At least 49,449 Americans took their own lives last year, according to the Centers for Disease Control and Prevention, setting a record for annual suicides in the United States.
“It’s now the second-leading cause of death among young people,” said Jordan W. Smoller, Jerrold F. Rosenbaum Endowed Chair in Psychiatry at Massachusetts General Hospital and a professor of psychiatry at Harvard Medical School. “Suicide rates have increased 35 percent over the past two decades.”
Researchers like Matthew K. Nock, Edgar Pierce Professor of Psychology, have made significant strides in identifying risk factors and effective prevention strategies. “But there’s a pressing need to bring these things into clinical practice and really start to bend the curve,” Smoller said.
Working to fast-track the most promising interventions is the Center for Suicide Research and Prevention at Harvard and MGH, launched last month with the help of a $17 million grant from the National Institute of Mental Health. “The mission is to use recent innovations in suicide science to propose and test improvements in how suicidal patients are identified and treated,” said Nock, who also chairs Harvard’s psychology department. He and Smoller will serve as co-directors of the new initiative.

────

### Exercise goal
According to the article on suicide research, how large was the grant from the National Institute of Mental Health that helped launch the new center?

### Information provided
────

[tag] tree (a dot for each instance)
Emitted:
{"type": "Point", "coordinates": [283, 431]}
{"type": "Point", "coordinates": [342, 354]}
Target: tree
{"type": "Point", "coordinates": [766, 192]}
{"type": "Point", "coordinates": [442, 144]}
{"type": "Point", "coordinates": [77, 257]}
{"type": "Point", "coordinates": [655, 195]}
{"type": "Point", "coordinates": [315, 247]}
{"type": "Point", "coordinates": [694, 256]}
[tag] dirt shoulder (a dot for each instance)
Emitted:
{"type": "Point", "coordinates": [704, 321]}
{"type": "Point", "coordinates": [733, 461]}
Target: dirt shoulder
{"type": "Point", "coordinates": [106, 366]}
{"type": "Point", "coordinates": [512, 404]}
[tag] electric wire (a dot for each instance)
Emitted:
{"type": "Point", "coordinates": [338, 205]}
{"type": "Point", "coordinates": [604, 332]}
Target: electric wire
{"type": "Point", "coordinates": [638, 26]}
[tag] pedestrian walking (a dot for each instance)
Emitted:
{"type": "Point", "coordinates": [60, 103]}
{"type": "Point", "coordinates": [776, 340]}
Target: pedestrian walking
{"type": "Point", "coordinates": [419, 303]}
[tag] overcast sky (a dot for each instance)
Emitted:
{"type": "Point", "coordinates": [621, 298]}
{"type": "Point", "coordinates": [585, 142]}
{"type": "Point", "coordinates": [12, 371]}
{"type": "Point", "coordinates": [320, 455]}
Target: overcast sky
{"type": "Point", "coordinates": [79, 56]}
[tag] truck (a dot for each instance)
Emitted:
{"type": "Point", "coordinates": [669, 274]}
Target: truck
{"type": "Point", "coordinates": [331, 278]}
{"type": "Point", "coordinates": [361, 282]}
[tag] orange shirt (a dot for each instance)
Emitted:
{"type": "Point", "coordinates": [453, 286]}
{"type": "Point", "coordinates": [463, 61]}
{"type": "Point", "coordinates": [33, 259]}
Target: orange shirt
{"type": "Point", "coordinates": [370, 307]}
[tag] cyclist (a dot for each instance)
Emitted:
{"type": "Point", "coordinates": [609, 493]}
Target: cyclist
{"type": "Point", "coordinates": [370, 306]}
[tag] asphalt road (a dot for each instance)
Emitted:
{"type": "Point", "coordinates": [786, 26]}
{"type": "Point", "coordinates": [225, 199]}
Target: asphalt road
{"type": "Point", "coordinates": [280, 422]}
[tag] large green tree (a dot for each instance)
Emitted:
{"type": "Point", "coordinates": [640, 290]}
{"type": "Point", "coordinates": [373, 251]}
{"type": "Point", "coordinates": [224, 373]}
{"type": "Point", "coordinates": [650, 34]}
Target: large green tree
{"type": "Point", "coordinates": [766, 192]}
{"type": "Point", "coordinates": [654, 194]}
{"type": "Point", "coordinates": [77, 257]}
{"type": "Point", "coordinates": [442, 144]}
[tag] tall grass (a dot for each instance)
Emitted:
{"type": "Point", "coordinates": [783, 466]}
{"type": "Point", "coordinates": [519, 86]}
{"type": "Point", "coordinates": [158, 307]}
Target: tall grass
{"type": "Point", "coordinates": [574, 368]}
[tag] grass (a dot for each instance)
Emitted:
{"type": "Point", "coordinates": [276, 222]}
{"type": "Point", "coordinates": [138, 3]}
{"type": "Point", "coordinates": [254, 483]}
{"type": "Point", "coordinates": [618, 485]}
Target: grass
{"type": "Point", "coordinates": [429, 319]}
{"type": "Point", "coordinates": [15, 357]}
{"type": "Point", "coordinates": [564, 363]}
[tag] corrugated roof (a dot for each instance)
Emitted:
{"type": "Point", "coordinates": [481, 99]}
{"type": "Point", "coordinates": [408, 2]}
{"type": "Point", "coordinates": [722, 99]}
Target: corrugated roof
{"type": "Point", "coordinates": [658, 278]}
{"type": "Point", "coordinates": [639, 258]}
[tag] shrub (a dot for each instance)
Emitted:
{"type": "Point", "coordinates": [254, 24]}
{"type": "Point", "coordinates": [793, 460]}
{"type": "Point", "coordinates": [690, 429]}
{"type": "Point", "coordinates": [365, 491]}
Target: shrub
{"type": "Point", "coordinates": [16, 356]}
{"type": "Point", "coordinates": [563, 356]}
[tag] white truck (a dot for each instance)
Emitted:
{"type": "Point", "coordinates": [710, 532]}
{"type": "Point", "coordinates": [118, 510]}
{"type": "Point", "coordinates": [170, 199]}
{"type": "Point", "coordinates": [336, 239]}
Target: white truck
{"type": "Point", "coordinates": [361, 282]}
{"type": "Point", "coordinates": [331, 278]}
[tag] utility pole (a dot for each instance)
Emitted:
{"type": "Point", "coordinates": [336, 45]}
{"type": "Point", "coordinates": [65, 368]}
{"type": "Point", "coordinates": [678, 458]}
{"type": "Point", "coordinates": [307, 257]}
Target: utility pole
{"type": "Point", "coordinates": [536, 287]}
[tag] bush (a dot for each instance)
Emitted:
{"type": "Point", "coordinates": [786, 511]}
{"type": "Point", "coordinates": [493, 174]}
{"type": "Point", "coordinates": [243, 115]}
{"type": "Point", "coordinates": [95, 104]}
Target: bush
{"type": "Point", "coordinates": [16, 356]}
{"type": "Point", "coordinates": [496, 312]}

────

### Exercise solution
$17 million